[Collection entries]
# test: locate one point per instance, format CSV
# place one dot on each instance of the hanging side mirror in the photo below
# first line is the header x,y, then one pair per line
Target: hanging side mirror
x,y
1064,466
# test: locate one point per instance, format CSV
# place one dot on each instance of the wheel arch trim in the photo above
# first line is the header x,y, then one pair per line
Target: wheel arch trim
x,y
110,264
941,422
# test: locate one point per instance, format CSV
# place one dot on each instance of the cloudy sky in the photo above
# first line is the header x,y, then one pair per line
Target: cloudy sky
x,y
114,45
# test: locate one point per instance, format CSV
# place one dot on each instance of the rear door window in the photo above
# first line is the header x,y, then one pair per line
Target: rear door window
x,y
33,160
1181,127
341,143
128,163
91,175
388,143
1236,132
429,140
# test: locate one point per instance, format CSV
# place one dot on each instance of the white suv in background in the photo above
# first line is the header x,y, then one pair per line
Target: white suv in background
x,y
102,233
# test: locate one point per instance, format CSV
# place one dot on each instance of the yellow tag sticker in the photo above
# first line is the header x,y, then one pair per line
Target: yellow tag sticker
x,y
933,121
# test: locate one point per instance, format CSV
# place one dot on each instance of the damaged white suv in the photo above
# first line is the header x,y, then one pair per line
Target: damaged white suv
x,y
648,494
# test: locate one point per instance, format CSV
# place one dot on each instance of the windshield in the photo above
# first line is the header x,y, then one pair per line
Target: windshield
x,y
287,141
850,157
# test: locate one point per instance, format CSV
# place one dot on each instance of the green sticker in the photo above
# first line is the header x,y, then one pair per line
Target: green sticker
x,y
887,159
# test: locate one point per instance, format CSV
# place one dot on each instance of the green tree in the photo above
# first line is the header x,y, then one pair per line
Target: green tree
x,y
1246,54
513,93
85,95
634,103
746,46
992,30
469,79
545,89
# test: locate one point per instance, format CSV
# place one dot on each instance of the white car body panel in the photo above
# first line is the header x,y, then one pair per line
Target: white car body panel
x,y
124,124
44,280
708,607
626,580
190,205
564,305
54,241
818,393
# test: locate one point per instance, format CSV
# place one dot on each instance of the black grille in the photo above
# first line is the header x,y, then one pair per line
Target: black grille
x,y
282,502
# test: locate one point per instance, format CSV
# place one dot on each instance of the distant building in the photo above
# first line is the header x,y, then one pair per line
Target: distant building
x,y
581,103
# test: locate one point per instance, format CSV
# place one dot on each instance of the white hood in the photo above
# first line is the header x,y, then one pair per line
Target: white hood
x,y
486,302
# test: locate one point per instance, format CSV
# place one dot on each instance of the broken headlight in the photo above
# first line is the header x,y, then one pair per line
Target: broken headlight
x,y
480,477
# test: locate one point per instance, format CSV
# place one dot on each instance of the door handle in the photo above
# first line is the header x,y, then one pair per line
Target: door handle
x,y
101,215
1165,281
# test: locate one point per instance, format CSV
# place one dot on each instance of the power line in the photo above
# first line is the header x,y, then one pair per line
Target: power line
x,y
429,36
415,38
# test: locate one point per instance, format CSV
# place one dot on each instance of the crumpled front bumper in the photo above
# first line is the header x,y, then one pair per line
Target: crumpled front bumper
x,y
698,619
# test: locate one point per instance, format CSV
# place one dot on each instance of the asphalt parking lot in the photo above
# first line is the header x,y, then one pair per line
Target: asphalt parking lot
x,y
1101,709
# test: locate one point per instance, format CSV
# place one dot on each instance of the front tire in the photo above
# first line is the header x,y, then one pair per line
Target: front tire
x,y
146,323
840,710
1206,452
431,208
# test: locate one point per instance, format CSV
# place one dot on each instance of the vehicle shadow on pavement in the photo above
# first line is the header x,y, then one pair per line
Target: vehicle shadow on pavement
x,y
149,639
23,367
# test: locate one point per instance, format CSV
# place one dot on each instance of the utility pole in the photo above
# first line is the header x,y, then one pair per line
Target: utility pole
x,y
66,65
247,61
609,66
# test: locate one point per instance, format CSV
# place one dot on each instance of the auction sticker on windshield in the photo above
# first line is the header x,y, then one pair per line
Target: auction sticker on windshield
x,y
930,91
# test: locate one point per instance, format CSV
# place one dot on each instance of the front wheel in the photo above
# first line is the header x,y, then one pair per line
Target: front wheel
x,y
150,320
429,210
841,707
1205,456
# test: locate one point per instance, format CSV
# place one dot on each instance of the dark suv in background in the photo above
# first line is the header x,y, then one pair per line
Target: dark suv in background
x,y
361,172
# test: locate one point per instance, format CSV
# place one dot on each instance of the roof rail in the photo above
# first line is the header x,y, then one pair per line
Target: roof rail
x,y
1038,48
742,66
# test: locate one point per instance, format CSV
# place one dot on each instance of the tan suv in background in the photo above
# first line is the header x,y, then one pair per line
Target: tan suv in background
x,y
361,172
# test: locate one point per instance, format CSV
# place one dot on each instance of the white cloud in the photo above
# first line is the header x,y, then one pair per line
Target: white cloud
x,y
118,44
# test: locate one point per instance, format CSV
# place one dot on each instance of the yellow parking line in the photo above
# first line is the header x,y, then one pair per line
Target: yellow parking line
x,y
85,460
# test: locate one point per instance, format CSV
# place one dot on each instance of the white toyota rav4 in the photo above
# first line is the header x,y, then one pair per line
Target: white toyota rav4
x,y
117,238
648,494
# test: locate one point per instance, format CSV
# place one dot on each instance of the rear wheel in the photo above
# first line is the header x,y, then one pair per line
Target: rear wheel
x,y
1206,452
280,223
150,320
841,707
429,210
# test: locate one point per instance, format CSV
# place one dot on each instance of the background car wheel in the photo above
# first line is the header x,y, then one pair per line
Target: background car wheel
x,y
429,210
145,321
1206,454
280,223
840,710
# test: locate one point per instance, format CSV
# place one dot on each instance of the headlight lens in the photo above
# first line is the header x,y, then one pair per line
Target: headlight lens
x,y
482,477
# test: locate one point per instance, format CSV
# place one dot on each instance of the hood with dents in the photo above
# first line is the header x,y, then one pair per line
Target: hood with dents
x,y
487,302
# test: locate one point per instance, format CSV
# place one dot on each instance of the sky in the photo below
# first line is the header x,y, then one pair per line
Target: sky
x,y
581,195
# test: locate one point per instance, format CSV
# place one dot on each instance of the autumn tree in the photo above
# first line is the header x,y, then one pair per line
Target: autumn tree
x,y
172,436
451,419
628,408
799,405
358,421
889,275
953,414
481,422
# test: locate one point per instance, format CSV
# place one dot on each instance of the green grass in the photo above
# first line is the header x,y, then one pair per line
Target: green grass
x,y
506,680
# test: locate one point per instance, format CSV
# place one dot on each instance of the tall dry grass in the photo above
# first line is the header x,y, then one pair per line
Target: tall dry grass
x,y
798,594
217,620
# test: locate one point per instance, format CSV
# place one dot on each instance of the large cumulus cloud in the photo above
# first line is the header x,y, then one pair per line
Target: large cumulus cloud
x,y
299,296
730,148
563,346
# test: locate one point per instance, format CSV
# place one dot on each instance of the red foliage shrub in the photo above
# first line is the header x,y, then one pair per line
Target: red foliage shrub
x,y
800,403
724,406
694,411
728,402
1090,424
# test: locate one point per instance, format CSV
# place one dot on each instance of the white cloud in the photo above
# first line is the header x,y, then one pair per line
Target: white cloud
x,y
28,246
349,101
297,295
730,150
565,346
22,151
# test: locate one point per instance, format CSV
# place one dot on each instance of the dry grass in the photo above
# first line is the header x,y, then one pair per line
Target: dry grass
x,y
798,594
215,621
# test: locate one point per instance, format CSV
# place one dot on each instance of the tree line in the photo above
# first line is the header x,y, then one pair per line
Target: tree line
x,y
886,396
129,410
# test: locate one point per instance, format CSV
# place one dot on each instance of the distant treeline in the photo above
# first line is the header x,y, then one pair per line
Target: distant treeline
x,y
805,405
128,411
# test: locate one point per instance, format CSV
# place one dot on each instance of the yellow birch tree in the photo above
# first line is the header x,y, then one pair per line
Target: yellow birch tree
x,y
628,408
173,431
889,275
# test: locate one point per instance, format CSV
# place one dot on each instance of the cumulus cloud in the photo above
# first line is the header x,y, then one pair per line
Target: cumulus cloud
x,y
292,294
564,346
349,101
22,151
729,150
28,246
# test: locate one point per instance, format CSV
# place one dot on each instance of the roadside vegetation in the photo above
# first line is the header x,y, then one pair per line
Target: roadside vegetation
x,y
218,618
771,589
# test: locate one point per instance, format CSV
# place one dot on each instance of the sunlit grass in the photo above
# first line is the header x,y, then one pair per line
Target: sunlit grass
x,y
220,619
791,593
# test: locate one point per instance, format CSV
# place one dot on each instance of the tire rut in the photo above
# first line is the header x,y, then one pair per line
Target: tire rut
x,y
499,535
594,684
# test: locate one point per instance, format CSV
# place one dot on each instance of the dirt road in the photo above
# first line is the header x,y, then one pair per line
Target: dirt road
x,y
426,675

◆ **TASK PROMPT**
Answer with a number alone. It should equal the count of lines in the entries that hold "below".

◆ **ANSWER SECTION**
2